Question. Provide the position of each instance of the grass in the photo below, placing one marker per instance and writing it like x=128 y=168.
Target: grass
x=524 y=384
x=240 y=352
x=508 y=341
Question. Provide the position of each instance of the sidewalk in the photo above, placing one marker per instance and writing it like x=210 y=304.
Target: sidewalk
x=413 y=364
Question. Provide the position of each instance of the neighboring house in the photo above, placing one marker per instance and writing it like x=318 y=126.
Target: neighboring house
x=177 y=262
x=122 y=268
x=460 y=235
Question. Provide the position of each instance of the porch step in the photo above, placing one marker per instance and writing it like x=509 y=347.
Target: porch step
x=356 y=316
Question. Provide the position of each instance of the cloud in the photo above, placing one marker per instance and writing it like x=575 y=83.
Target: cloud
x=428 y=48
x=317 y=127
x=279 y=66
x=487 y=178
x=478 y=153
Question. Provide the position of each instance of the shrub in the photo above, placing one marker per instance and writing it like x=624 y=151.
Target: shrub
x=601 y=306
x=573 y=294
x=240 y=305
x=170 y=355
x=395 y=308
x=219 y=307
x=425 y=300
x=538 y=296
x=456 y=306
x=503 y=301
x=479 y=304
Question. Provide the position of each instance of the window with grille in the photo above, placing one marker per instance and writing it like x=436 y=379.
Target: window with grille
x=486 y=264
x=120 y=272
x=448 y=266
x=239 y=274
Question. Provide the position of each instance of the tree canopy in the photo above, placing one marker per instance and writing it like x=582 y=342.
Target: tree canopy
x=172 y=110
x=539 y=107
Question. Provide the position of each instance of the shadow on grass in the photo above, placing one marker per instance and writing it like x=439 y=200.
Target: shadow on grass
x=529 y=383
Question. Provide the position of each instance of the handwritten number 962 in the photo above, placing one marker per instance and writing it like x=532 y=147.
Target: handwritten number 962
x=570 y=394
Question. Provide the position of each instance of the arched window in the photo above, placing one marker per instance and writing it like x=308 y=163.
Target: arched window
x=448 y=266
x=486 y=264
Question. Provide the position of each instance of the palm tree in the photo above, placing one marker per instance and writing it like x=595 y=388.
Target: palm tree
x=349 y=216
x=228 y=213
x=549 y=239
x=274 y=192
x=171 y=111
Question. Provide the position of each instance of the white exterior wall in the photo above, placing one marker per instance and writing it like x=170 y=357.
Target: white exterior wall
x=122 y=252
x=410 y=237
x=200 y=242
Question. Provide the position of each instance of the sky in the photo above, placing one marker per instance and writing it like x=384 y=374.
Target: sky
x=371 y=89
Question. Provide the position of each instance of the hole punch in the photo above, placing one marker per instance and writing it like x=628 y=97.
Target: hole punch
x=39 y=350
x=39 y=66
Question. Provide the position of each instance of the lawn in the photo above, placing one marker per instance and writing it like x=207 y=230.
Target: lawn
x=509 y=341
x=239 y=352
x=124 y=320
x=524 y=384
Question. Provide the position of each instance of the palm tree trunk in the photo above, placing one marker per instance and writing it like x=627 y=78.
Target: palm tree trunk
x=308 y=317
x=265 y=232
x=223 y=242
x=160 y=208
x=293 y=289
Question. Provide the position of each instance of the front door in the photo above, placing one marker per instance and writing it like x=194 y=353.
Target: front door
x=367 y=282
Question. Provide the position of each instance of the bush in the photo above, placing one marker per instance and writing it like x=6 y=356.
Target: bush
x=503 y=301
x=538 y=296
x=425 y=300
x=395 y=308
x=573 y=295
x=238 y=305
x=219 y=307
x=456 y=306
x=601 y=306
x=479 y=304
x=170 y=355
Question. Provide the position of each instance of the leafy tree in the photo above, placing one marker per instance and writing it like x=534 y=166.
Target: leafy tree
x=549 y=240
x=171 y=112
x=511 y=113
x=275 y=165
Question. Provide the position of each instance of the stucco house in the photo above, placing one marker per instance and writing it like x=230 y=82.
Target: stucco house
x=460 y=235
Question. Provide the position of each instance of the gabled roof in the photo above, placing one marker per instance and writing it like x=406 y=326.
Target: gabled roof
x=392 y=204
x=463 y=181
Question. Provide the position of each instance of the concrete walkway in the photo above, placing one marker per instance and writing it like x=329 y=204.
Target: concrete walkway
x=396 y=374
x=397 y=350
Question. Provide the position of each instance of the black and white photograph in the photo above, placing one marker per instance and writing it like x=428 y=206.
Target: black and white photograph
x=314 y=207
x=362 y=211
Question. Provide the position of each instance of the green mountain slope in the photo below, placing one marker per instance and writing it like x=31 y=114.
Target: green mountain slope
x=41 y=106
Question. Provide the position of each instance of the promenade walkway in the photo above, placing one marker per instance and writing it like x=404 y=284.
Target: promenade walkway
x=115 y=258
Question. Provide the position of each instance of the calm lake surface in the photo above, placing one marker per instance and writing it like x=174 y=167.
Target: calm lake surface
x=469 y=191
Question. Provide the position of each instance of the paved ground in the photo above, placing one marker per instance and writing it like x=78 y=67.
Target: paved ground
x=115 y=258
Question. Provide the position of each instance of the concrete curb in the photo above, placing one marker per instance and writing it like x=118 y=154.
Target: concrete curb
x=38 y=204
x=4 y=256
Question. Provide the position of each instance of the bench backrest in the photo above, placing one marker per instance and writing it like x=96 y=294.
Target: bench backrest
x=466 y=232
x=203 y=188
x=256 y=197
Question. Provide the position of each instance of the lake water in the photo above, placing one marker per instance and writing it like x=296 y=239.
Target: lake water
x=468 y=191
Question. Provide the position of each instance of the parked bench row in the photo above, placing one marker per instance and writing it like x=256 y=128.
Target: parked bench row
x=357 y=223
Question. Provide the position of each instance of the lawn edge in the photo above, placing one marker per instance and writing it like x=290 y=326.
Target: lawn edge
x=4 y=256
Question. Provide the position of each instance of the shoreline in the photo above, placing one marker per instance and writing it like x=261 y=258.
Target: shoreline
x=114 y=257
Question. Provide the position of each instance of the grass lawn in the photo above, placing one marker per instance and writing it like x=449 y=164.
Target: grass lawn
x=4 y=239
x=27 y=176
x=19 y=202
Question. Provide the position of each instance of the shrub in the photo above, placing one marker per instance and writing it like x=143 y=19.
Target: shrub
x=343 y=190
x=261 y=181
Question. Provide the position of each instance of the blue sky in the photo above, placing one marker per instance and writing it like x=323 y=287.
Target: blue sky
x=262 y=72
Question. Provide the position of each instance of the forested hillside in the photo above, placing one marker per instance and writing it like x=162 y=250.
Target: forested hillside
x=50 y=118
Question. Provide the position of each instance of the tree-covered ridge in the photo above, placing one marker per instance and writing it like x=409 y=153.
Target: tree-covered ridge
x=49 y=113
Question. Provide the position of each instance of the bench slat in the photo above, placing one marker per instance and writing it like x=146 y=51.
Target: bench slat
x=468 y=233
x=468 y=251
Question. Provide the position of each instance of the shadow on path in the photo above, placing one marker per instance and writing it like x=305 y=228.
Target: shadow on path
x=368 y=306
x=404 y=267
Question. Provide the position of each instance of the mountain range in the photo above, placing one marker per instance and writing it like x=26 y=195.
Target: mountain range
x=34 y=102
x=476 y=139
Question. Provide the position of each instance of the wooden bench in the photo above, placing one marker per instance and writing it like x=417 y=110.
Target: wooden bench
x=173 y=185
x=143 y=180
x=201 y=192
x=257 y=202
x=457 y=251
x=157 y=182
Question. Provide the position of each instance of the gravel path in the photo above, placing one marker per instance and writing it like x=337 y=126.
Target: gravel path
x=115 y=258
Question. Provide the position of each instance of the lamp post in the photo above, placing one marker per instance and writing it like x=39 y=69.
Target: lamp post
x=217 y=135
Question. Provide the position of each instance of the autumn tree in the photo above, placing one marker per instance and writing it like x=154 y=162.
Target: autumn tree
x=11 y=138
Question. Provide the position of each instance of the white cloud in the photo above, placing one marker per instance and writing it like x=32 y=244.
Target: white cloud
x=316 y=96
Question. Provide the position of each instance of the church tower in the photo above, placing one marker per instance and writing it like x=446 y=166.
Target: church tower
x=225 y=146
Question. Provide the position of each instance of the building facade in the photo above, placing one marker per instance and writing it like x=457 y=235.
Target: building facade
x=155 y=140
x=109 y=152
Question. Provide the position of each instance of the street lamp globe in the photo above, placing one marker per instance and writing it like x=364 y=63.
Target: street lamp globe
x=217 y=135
#####
_What is required_
Rewrite the lines from the one holding "Question. Provide the position of each instance of the shoreline" through the one holding "x=114 y=257", both included, putting "coastline" wherever "shoreline" appears and keeping everything else the same.

_Output for this exercise_
Question. Provide the position of each instance of the coastline in the photo above, placing one marker per instance and writing it like x=261 y=258.
Target: coastline
x=114 y=257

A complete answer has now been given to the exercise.